Task directions: Reproduce the items word for word, from the first line through the line containing "point(391, 45)", and stop after that line.

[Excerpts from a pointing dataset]
═══
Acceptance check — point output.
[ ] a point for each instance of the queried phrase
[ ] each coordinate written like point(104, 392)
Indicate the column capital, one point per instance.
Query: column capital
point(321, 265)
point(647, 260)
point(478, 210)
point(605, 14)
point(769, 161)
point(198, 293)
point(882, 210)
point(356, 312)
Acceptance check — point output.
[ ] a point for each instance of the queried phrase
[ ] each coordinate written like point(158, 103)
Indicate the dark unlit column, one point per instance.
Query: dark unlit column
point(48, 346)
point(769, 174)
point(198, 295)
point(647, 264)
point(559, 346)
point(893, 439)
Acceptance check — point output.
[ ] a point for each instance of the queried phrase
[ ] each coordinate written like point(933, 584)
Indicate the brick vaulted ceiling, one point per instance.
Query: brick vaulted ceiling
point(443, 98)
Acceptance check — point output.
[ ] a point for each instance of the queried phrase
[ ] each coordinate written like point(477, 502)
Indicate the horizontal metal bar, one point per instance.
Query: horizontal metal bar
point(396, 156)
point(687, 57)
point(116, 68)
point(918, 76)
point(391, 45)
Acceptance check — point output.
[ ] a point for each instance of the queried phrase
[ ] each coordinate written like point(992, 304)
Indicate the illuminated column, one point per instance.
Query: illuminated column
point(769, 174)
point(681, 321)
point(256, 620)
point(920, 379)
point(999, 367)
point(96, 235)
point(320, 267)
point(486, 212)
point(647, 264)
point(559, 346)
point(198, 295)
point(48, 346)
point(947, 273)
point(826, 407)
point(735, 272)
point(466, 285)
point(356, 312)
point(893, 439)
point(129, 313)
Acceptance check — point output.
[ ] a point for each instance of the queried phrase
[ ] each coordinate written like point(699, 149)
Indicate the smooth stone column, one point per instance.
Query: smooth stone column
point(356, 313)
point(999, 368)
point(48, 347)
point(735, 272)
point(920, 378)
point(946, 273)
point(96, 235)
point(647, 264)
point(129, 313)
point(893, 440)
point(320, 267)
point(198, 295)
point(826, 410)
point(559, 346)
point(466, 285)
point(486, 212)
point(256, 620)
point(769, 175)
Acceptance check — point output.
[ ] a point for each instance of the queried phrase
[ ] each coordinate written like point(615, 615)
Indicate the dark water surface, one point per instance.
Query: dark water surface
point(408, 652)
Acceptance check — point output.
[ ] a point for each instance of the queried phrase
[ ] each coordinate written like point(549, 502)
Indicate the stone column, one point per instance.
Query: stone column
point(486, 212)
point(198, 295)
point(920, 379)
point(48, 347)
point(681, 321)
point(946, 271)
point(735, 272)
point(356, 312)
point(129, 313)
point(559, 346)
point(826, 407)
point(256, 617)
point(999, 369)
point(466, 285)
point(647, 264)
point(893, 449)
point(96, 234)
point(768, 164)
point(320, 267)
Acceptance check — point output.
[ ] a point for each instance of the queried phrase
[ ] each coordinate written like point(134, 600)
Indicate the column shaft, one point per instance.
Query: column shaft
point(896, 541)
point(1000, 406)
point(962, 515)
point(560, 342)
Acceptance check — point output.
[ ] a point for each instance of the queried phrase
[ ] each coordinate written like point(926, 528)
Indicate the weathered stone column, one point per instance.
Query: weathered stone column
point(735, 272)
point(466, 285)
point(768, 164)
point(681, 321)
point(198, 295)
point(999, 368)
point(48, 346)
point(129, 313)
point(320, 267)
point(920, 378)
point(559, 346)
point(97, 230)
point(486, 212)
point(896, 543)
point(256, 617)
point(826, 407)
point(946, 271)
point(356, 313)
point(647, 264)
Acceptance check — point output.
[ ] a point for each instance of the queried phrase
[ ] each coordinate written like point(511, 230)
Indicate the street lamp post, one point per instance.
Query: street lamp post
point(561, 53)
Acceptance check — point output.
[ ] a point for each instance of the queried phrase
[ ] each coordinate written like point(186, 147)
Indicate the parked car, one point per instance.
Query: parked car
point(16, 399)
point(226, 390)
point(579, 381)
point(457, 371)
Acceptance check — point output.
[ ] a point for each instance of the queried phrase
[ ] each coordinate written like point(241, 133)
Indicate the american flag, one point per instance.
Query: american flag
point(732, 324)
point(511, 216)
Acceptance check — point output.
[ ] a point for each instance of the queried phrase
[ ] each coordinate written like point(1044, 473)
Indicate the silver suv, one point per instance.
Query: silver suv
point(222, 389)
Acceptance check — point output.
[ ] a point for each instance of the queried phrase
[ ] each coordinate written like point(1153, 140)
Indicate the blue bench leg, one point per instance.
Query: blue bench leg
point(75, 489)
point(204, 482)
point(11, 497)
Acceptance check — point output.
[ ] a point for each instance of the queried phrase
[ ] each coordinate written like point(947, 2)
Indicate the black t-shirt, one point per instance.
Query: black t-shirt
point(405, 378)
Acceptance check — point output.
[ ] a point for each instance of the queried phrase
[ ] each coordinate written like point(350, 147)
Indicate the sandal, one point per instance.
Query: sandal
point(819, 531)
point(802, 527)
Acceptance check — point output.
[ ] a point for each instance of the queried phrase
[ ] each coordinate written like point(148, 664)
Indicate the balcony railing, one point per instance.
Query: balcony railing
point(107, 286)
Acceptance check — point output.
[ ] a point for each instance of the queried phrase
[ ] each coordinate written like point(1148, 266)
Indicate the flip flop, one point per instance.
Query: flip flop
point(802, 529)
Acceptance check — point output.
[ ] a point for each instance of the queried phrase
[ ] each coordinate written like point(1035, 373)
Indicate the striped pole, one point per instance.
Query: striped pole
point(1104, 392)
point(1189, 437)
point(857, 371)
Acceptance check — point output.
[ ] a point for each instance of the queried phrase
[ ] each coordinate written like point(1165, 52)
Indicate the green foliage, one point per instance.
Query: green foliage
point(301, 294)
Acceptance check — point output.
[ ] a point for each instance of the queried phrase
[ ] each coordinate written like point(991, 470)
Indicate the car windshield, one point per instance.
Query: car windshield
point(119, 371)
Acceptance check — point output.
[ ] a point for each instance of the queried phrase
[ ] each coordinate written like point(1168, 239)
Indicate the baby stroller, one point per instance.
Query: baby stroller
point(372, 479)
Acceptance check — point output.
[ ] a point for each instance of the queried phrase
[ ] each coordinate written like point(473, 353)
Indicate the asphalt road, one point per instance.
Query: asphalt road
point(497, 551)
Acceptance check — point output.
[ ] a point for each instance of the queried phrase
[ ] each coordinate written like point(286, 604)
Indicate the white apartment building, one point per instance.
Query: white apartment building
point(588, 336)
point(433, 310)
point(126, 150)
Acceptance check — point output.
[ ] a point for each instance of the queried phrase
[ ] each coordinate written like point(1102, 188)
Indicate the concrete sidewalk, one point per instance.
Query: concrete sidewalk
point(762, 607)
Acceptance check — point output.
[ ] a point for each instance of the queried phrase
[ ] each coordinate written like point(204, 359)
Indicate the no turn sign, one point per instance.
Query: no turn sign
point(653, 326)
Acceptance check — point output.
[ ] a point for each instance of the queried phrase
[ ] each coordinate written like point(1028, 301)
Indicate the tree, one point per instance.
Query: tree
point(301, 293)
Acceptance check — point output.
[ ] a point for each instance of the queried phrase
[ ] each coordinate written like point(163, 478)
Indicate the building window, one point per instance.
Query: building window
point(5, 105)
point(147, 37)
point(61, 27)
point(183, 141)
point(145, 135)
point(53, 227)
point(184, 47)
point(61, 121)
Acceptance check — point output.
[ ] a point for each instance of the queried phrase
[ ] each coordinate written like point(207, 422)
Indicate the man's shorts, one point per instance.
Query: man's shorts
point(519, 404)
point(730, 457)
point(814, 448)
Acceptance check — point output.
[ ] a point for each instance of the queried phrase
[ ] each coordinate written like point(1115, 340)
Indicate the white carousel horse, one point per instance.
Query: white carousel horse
═══
Answer in full:
Acceptance check — point output.
[ ] a point for each instance of the queried phrase
[ ] each coordinate written like point(104, 392)
Indicate the column capital, one point per instance.
Query: column capital
point(321, 265)
point(647, 260)
point(478, 210)
point(605, 14)
point(769, 161)
point(198, 293)
point(882, 210)
point(356, 312)
Acceptance check — point output.
[ ] a point for each instance of the queried phrase
[ ] each coordinate written like point(158, 103)
Indicate the dark unlit column, one point per instance.
Query: dark unlit column
point(48, 346)
point(769, 174)
point(198, 295)
point(647, 264)
point(559, 346)
point(893, 439)
Acceptance check — point output.
[ ] a point for each instance of the queried phrase
[ ] each coordinate written like point(933, 584)
Indicate the brick vaulted ceiling, one point per instance.
Query: brick vaulted ceiling
point(443, 98)
Acceptance check — point output.
[ ] a point for each instance of the queried phrase
[ ] each coordinate written like point(477, 502)
Indicate the horizontal metal bar, one point per instance.
Query: horizontal metal bar
point(396, 156)
point(687, 57)
point(116, 68)
point(918, 76)
point(391, 45)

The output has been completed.